§ **Task instructions**
Arrange every line of the records below as a Markdown table with the columns Row and Line, with a row number for each line and blank lines left out.
-- START Excerpted records --
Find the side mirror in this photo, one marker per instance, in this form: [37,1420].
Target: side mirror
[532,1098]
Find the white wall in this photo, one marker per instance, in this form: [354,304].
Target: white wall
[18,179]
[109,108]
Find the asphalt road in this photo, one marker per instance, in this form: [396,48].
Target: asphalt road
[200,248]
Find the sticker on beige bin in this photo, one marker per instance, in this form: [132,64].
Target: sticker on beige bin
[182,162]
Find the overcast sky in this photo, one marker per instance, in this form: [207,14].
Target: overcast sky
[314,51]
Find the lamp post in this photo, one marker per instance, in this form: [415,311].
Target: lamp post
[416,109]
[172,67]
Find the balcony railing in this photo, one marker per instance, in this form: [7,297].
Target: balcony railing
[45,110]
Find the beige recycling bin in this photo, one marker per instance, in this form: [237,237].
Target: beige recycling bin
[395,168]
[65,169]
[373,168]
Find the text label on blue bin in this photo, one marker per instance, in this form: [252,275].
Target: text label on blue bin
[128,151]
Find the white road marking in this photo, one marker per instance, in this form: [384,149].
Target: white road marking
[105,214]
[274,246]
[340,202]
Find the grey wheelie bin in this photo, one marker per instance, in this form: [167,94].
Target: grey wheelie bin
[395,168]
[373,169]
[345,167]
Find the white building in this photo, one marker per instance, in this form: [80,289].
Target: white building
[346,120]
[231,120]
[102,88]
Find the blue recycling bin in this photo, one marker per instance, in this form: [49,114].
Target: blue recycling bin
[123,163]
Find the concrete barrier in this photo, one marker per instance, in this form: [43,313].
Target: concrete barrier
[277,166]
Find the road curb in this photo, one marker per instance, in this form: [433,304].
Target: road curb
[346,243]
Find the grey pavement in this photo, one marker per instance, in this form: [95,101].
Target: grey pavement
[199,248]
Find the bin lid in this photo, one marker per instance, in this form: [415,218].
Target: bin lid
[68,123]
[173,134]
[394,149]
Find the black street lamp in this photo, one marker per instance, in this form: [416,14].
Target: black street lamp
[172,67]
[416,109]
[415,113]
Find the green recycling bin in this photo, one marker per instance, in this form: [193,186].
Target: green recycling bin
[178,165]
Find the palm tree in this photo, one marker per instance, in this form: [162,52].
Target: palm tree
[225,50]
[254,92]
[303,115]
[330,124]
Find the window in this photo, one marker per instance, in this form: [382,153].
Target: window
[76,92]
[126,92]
-- END Excerpted records --
§ **Task result**
| Row | Line |
|---|---|
| 1 | Find the side mirror in this photo, one marker per instance, in this form: [37,1420]. |
| 2 | Target: side mirror |
| 3 | [532,1098] |
| 4 | Find the white wall in this photo, one marker per instance, in this form: [354,304]. |
| 5 | Target: white wall |
| 6 | [18,179] |
| 7 | [109,108] |
| 8 | Find the asphalt road in this photo, one marker per instance, in this form: [396,48]. |
| 9 | Target: asphalt road |
| 10 | [200,248] |
| 11 | Find the sticker on beige bin in this photo, one marker per instance, in this form: [132,64]. |
| 12 | Target: sticker on beige bin |
| 13 | [182,162] |
| 14 | Find the overcast sky in this photo, one marker per instance, in this form: [207,14]. |
| 15 | Target: overcast sky |
| 16 | [314,51] |
| 17 | Find the lamp post in this photo, one marker per instance, in this form: [415,311]. |
| 18 | Target: lamp post |
| 19 | [416,109] |
| 20 | [172,67] |
| 21 | Find the balcony railing in this photo, one marker per instance, in this form: [7,297]. |
| 22 | Target: balcony railing |
| 23 | [45,110] |
| 24 | Find the beige recycling bin in this photo, one marker per instance, in this form: [237,237]. |
| 25 | Target: beige recycling bin |
| 26 | [395,168] |
| 27 | [65,169] |
| 28 | [373,168] |
| 29 | Find the text label on blue bin in this photo, one marker per instance, in this form: [252,275]. |
| 30 | Target: text label on blue bin |
| 31 | [128,151] |
| 32 | Find the white road marking in this photo, one marker per instance, in this form: [384,149]. |
| 33 | Target: white road marking |
| 34 | [105,214] |
| 35 | [274,246] |
| 36 | [340,202] |
| 37 | Find the grey wheelie bin in this photo, one marker per instance, in this form: [167,94]. |
| 38 | Target: grey wheelie bin |
| 39 | [395,168] |
| 40 | [373,169] |
| 41 | [345,167] |
| 42 | Find the white building in this photo, one marker per instance, in this form: [80,289]. |
| 43 | Target: white building |
| 44 | [346,120] |
| 45 | [231,120] |
| 46 | [102,88] |
| 47 | Find the blue recycling bin in this photo, one marker per instance, in this form: [49,114]. |
| 48 | Target: blue recycling bin |
| 49 | [123,163] |
| 50 | Find the concrete barrier in this photo, one marker per instance, in this form: [43,313]. |
| 51 | Target: concrete barrier |
| 52 | [277,166] |
| 53 | Find the road curb in this photo, one marker per instance, in this form: [433,304]. |
| 54 | Target: road curb |
| 55 | [346,243] |
| 56 | Find the grey pavement in this photo, one marker per instance, in this form: [95,101]. |
| 57 | Target: grey pavement |
| 58 | [199,248] |
| 59 | Find the bin lid in this photo, one marker per instance, in this form: [415,218]. |
| 60 | Target: bin lid |
| 61 | [68,123] |
| 62 | [173,134] |
| 63 | [394,149] |
| 64 | Find the black street lamp in this photo, one marker per instance, in this form: [416,14]. |
| 65 | Target: black street lamp |
| 66 | [172,67] |
| 67 | [416,109] |
| 68 | [415,113] |
| 69 | Find the green recycling bin in this photo, one marker per instance, in this form: [193,186]. |
| 70 | Target: green recycling bin |
| 71 | [178,165] |
| 72 | Find the palm tree in this photo, one marker per instance, in this form: [162,52]. |
| 73 | Target: palm tree |
| 74 | [225,50] |
| 75 | [254,92] |
| 76 | [303,115] |
| 77 | [330,124] |
| 78 | Find the window in this photo, one marker per instance, in this form: [382,153]. |
| 79 | Target: window |
| 80 | [76,92] |
| 81 | [126,92] |